* [Text segment]:
--

🤿 DeepLabv3+#

[Example] · [Architecture] · [Training Hyperparameters] · [Attribution] · [API Reference]

DeepLabv3+ is an architecture designed for semantic segmenation i.e. per-pixel classification. DeepLabv3+ takes in a feature map from a backbone architecture (e.g. ResNet-101), then outputs classifications for each pixel in the input image. Our implementation is a simple wrapper around torchvision’s ResNet for the backbone and mmsegmentation’s DeepLabv3+ for the head.

Example#

from composer.models import composer_deeplabv3

model = composer_deeplabv3(num_classes=150,
                           backbone_arch="resnet101",
                           backbone_weights="IMAGENET1K_V2",
                           sync_bn=False
)

Architecture#

Based on Encoder-Decoder with Atrous Separable Convolution for Semantic Image Segmentation

Backbone network: converts the input image into a feature map.
- Usually ResNet-101 with the strided convolutions converted to dilations convolutions in stage 3 and 4.
- The 3x3 convolutions in stage 3 and 4 have dilation sizes of 2 and 4, respectively, to compensate for the decreased receptive field.
- The average pooling and classification layer are ignored.
Spatial Pyramid Pooling: extracts multi-resolution features from the stage 4 backbone feature map.
- The backbone feature map is processed with four parallel convolution layers with dilations {1, 12, 24, 36} and kernel sizes {1x1, 3x3, 3x3, 3x3}.
- In parallel to the convolutions, global average pool the backbone feature map, then bilinearly upsample to be the same spatial dimension as the feature map.
- Concatenate the outputs from the convolutions and global average pool, then process with a 1x1 convolution.
- The 3x3 convolutions are implemented as depth-wise convolutions to reduce memory and computation cost.
Decoder: converts the output of spatial pyramid pooling (SPP) to class predictions of the same spatial dimension as the input image.
- SPP output is bilinearly upsampled to be the same spatial dimension as the output from the first stage in the backbone network.
- A 1x1 convolution is applied to the first stage activations, then this is concatenated with the upsampled SPP output.
- The concatenation is processed by a 3x3 convolution with dropout followed by a classification layer.
- The predictions are bilinearly upsampled to be the same resolution as the input image.

Training Hyperparameters#

We tested two sets of hyperparameters for DeepLabv3+ trained on the ADE20k dataset.

--

* [Task details]:
Reproduce everything in the DeepLabv3+ page from "- A 1x1 convolution" down to "a classification layer.". Work from the DeepLabv3+ page alone, with no outside sources.

--

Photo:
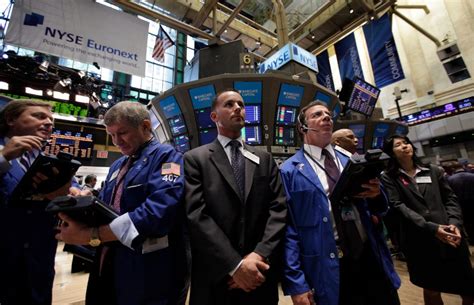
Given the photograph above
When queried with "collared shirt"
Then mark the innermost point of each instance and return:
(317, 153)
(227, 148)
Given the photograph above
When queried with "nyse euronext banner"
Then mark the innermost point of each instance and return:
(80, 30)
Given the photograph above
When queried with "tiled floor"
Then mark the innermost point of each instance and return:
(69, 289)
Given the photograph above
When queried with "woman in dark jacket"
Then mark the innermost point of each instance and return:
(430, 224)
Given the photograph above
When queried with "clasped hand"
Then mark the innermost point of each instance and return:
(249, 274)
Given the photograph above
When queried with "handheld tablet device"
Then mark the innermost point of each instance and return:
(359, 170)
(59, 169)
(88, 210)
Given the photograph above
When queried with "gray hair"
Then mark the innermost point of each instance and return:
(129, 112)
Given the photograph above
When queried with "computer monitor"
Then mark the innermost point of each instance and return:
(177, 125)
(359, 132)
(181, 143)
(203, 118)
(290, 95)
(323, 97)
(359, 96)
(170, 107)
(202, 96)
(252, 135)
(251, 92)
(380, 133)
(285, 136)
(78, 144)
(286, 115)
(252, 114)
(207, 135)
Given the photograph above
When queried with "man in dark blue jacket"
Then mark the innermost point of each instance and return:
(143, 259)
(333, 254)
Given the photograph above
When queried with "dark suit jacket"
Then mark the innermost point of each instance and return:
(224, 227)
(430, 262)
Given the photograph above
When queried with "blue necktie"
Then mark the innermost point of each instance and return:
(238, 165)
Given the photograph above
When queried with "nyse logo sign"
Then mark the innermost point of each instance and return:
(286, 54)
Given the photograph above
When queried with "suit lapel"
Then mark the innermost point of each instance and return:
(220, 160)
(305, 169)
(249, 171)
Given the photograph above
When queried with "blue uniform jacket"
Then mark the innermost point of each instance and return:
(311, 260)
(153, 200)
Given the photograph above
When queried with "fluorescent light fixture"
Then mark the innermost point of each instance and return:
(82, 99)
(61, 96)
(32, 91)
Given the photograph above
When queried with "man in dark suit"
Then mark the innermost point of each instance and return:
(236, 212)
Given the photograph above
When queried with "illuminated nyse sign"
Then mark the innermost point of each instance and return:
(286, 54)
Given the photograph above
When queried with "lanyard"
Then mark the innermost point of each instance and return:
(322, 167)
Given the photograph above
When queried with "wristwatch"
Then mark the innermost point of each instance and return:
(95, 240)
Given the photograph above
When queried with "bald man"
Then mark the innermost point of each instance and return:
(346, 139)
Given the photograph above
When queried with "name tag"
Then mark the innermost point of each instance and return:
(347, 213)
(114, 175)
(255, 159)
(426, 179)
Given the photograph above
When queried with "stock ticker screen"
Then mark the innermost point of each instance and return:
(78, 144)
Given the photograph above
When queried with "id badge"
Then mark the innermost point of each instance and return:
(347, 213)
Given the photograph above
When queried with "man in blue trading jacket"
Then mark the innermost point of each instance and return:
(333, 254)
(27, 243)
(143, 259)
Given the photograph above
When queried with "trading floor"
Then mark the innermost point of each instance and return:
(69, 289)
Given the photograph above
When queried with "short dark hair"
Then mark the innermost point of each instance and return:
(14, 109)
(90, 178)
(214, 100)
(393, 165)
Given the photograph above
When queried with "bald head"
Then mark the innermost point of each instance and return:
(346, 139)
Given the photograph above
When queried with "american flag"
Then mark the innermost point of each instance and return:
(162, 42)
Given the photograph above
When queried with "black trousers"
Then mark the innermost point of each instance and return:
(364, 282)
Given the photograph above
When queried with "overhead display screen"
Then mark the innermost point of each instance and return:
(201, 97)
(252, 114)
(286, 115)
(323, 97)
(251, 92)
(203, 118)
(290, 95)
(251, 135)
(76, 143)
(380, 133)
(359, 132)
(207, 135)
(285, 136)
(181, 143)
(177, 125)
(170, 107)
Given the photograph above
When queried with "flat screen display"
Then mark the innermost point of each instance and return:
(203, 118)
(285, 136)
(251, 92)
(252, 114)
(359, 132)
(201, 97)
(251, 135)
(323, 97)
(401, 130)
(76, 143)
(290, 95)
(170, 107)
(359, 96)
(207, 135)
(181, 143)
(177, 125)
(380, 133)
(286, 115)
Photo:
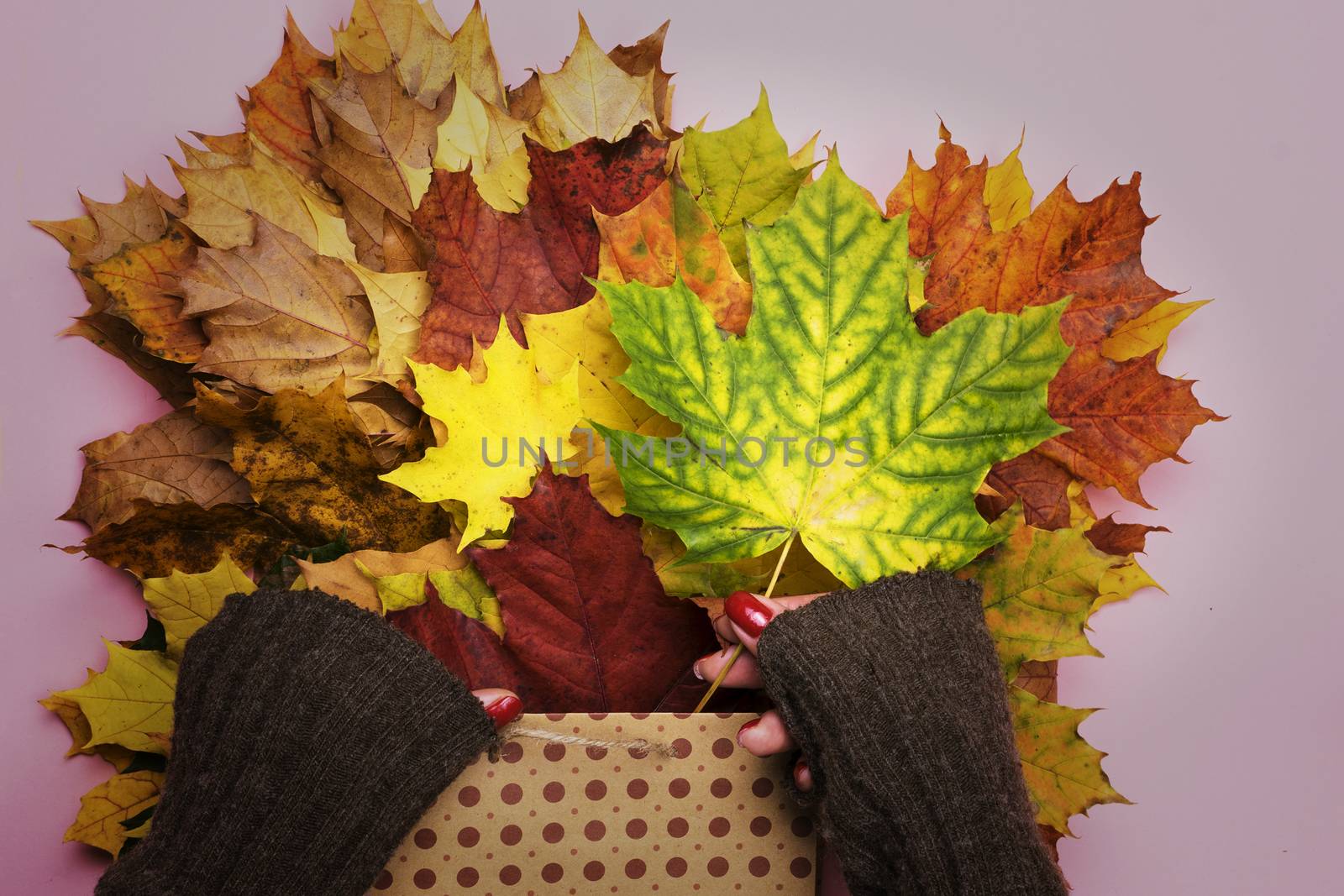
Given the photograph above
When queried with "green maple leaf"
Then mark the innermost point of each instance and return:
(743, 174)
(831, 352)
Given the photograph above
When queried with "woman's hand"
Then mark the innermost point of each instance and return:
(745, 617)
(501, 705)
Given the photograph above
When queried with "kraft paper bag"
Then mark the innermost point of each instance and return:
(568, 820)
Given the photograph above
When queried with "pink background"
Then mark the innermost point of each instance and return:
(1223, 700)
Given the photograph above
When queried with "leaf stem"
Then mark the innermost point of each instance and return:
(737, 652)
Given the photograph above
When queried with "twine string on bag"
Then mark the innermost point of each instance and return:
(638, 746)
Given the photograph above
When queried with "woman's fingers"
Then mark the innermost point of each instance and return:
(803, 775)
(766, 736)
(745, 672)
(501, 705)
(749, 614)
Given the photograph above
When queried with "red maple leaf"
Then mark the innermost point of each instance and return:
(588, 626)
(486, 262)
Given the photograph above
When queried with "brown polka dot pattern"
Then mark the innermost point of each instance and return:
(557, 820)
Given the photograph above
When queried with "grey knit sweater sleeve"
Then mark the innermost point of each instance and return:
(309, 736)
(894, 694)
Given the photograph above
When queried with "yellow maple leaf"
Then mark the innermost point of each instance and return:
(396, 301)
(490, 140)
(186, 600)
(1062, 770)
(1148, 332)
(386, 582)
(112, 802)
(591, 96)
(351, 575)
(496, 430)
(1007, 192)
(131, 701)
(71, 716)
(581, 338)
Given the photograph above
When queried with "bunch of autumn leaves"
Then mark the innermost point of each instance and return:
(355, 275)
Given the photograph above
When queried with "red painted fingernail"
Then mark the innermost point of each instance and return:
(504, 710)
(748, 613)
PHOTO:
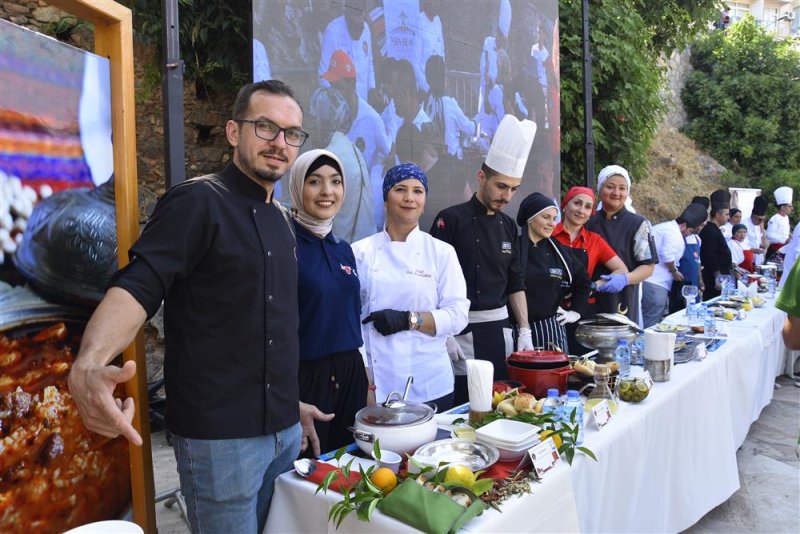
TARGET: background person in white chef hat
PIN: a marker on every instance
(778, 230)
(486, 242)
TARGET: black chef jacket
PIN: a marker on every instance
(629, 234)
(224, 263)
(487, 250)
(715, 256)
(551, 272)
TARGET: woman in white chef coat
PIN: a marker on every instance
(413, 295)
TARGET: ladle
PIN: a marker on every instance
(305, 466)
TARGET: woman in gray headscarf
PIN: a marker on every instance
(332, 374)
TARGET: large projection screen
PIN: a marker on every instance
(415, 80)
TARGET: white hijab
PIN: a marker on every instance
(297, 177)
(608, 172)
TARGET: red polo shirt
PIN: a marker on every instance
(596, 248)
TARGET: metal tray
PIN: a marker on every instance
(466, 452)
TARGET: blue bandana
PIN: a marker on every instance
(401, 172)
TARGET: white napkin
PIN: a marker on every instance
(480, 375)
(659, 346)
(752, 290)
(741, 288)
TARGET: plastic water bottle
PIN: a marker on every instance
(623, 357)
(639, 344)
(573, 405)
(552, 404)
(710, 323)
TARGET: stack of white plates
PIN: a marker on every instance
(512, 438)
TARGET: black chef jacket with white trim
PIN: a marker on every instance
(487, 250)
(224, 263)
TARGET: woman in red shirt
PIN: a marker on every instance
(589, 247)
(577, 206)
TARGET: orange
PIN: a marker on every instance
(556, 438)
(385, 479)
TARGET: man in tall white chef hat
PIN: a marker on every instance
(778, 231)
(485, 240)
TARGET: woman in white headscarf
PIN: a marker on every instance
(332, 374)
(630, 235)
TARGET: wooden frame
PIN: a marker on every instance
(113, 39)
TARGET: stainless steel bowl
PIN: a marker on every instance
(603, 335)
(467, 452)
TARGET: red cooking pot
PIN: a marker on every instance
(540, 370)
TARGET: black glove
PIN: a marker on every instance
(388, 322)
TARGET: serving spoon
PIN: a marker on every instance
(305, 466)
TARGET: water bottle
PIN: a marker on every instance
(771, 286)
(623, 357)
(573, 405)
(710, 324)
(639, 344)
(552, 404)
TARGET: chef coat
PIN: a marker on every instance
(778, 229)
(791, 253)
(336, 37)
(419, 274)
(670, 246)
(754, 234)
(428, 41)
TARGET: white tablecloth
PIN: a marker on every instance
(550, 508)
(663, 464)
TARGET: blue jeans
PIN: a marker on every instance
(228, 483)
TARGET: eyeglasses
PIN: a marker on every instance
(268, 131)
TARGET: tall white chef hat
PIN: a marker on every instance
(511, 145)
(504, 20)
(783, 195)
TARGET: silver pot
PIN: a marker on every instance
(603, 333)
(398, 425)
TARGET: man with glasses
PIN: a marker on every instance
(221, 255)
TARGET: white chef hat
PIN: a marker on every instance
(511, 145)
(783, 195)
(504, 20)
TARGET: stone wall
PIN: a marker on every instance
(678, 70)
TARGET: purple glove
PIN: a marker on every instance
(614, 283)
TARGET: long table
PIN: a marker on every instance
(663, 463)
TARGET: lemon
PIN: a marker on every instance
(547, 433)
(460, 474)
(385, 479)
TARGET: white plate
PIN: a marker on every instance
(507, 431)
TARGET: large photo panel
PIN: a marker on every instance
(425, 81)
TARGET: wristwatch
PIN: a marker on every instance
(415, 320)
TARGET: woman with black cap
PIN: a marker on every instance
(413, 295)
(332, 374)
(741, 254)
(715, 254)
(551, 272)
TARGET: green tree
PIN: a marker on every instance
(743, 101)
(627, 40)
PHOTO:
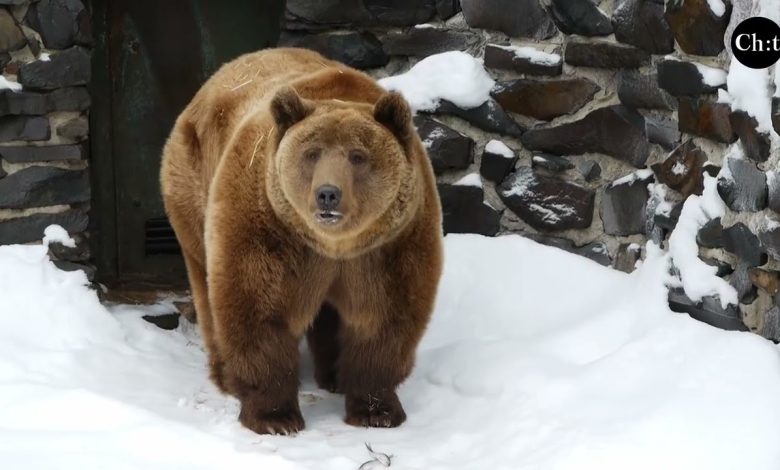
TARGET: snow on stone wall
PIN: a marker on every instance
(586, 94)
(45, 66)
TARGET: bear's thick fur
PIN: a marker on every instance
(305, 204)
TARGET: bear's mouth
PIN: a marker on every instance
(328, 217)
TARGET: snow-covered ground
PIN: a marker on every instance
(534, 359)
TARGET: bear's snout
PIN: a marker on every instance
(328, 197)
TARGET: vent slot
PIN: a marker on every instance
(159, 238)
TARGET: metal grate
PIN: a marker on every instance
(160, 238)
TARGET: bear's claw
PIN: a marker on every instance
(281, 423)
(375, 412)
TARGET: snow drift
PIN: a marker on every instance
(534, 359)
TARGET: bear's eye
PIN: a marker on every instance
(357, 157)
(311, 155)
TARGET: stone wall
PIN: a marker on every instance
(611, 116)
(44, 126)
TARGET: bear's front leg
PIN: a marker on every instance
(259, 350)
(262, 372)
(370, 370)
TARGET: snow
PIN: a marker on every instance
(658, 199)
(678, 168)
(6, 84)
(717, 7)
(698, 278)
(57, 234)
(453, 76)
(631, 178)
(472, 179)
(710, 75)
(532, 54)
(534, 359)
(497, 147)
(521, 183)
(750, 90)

--

* [Task response]:
- A 1x1 convolution is applied to the first stage activations, then this is concatenated with the upsampled SPP output.
- The concatenation is processed by a 3x3 convolution with dropout followed by a classification layer.